* [Supplied data]
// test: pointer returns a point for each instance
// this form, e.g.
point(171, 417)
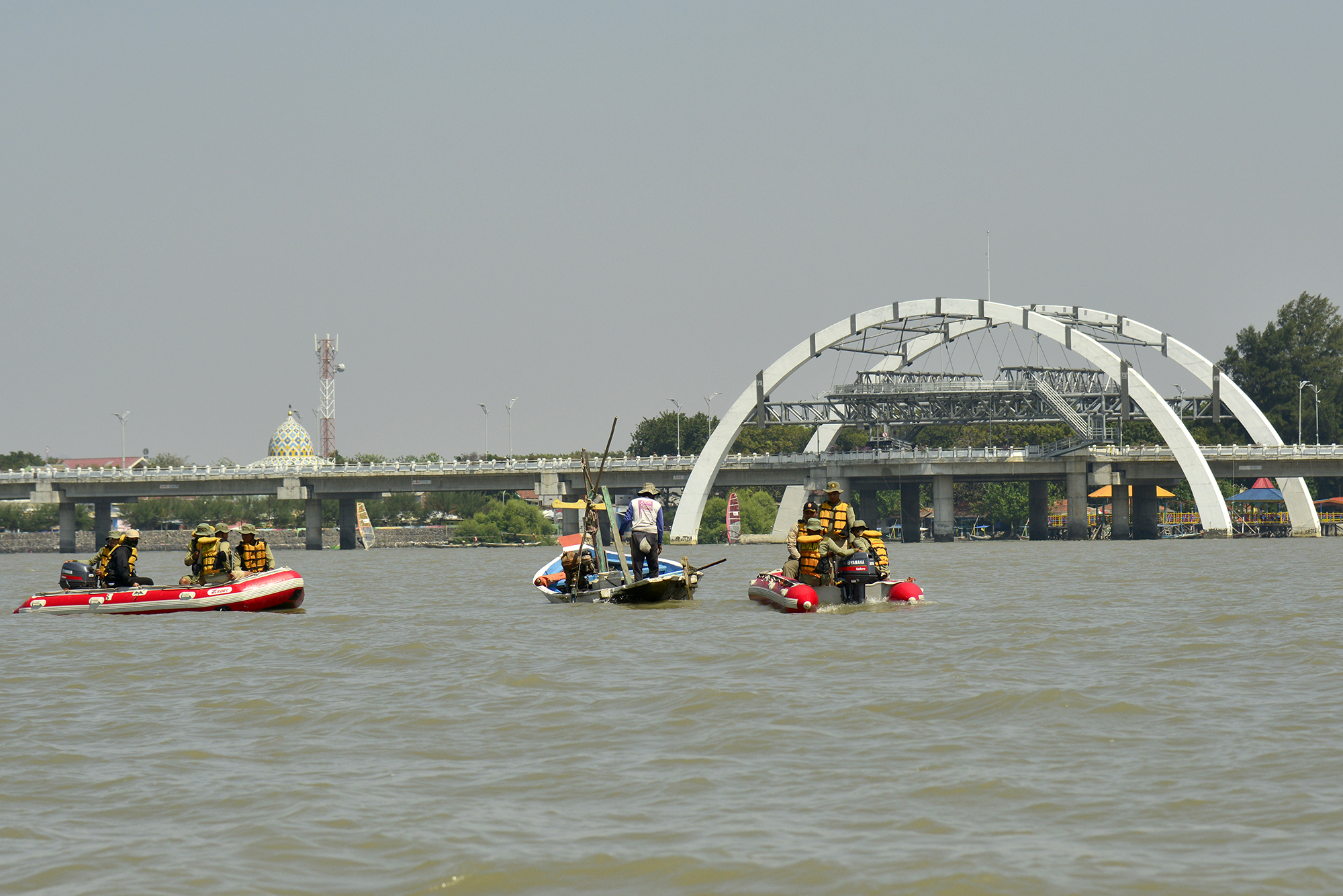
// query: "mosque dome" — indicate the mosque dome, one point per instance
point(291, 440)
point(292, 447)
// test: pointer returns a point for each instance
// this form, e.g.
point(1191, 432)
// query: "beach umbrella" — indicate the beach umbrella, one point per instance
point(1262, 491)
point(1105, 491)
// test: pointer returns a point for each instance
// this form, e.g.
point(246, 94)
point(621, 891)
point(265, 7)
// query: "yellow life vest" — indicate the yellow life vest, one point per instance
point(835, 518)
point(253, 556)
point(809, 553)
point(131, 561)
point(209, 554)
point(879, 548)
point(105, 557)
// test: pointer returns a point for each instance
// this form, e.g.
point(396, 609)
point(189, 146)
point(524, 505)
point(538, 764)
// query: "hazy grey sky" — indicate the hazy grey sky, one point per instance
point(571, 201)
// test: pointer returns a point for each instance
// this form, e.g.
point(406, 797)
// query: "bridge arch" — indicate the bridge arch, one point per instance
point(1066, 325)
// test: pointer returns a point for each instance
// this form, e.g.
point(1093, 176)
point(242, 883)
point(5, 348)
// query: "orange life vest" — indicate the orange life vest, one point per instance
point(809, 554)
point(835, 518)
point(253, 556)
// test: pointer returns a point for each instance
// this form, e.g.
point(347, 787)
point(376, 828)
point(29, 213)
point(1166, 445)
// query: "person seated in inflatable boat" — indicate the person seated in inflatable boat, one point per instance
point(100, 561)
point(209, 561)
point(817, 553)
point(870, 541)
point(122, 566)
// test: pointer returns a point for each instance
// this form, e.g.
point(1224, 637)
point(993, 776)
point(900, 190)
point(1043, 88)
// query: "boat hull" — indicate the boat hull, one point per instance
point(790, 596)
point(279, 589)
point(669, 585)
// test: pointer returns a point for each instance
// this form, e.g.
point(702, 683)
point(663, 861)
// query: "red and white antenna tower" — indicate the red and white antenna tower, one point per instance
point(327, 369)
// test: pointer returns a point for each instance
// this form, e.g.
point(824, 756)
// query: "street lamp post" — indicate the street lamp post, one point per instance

* [Goal of the exercise]
Except for the pictures, copy the material above exactly.

* [Solution]
// test: pointer returns a point for each instance
// this form, e.g.
point(171, 417)
// query: "mosque dome" — indicate the mosque dome, one point per instance
point(291, 440)
point(292, 447)
// test: pointer returns a point for each instance
// this form, e.g.
point(1191, 432)
// query: "beach umbrella" — indicate the beach umbrella, one point per instance
point(1262, 491)
point(1105, 491)
// test: pointer returns a point for each instance
// this form, e.g.
point(246, 94)
point(621, 891)
point(265, 7)
// query: "yellow life vest" — indicate the yellow life vest, one point per instance
point(835, 518)
point(253, 556)
point(809, 553)
point(131, 561)
point(209, 554)
point(879, 548)
point(105, 557)
// test: pointer returns a point for each instance
// this form, e.g.
point(396, 609)
point(189, 146)
point(524, 505)
point(538, 764)
// query: "hazy grey sky" — indicate the hazy grey sky, one point per instance
point(571, 201)
// test: pointer returns a point for each instance
// this form, e.g.
point(406, 797)
// query: "bridge arch" — indicate the bridge arch, one point per instance
point(1066, 325)
// test: pointer returns a point for each instance
// this form, e.g.
point(1093, 176)
point(242, 883)
point(5, 348)
// query: "orange life vest" — indicate the orange life vest, one point per instance
point(809, 554)
point(835, 518)
point(253, 556)
// test: pointer returns a point for each instance
// this form, e.g.
point(347, 787)
point(376, 828)
point(29, 213)
point(1166, 445)
// query: "person seated in inflatable boat" — indicate the person seated in inflatable boat, one point per instance
point(100, 561)
point(209, 561)
point(817, 553)
point(870, 541)
point(122, 566)
// test: pointer returns a point for each instance
// this form, e.g.
point(1224, 637)
point(993, 776)
point(900, 190)
point(1043, 88)
// query: "boat hull" — indicate the boat hull, one point per instance
point(790, 596)
point(279, 589)
point(669, 585)
// test: pointer returns a point for each instance
// this form, e.g.
point(702, 683)
point(663, 861)
// query: "red and white antenna tower" — indicate the red and white antenna tower, one point per instance
point(327, 369)
// test: pointer returns a point for each instance
// this form, e.g.
point(824, 756)
// query: "street lamp post" — indicate the street lamp post, one point per instance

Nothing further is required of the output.